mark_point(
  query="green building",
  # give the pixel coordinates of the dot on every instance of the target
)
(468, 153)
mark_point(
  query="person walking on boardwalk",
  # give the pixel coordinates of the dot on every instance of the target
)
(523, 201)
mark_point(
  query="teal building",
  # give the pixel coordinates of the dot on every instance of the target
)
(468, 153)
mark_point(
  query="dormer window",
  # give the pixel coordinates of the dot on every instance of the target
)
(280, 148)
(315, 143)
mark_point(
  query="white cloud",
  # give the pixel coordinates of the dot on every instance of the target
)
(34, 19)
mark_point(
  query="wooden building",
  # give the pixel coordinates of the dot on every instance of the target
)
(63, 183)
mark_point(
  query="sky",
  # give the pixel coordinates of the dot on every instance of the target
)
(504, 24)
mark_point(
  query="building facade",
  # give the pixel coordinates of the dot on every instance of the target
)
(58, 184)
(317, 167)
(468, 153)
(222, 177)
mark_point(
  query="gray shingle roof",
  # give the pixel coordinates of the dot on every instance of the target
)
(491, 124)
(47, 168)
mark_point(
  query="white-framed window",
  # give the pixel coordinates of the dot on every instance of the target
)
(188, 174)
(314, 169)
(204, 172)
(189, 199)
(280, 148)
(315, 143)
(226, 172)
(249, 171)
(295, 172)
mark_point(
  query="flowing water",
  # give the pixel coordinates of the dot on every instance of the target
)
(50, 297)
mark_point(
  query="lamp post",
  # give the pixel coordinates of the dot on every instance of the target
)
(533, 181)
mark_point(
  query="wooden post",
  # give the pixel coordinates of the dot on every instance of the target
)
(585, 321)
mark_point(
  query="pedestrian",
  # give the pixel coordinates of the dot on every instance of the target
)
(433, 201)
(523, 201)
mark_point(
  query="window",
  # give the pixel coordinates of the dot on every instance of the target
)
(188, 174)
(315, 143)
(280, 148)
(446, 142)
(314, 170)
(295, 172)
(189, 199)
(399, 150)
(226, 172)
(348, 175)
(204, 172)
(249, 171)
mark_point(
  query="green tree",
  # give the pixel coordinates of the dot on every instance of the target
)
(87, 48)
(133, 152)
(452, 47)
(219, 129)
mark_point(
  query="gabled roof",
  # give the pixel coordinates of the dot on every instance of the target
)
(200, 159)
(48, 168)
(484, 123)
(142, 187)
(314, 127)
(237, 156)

Exercise aim:
The data above needs to be retyped in full, exactly as given.

Response area:
mark_point(
  query="green building",
  # give the pixel coordinates of the dot on every instance of the target
)
(468, 153)
mark_point(
  query="person walking on boardwalk",
  # give the pixel coordinates of the dot on every instance of the target
)
(523, 201)
mark_point(
  query="teal building",
  # give the pixel coordinates of the dot on every instance of the target
)
(468, 153)
mark_point(
  query="dormer window",
  # give the pixel coordinates of the dot on every instance of the target
)
(280, 148)
(315, 143)
mark_point(
  query="white cloud",
  # give the pixel coordinates of the dot on every instance of the target
)
(34, 19)
mark_point(
  query="wooden building",
  # give the pixel coordinates of the dot on every instance of the target
)
(63, 183)
mark_point(
  query="sky",
  # give the pixel coordinates of the dot on every instance of the target
)
(504, 24)
mark_point(
  query="building facade",
  # give the pixel coordinates of the dot on every instance of the target
)
(58, 184)
(317, 167)
(468, 153)
(222, 177)
mark_point(
  query="gray shingle roof",
  # give the pixel coordinates of the dot on every instance of the target
)
(491, 124)
(47, 168)
mark_point(
  query="white-framed window",
  # give the pixel coordinates of the dot on every instance of the target
)
(188, 174)
(314, 169)
(204, 172)
(189, 199)
(280, 148)
(315, 143)
(226, 172)
(249, 171)
(295, 172)
mark_point(
  query="flowing water",
  # give the pixel coordinates of the dot on every instance of the target
)
(50, 297)
mark_point(
  query="lamp post",
  # give the pixel coordinates of the dot on every instance of the target
)
(533, 181)
mark_point(
  query="wooden post",
  # give the pixel coordinates of the dot on every instance of the target
)
(585, 321)
mark_point(
  query="pedestrian",
  # give the pixel coordinates of the dot on every instance of the target
)
(433, 201)
(523, 201)
mark_point(
  query="window",
  # give the pixel coordinates of the dot on every instance of the target
)
(188, 174)
(315, 143)
(280, 148)
(446, 142)
(314, 170)
(295, 172)
(189, 199)
(399, 150)
(226, 172)
(348, 175)
(204, 172)
(249, 171)
mark_point(
  query="green tree",
  # give the pixel coordinates of the dot on every instance of the target
)
(87, 48)
(133, 152)
(452, 47)
(219, 129)
mark_point(
  query="gabled roof",
  # give the pixel coordinates of the dot on every instance of the target
)
(200, 159)
(48, 168)
(484, 123)
(142, 187)
(314, 127)
(237, 156)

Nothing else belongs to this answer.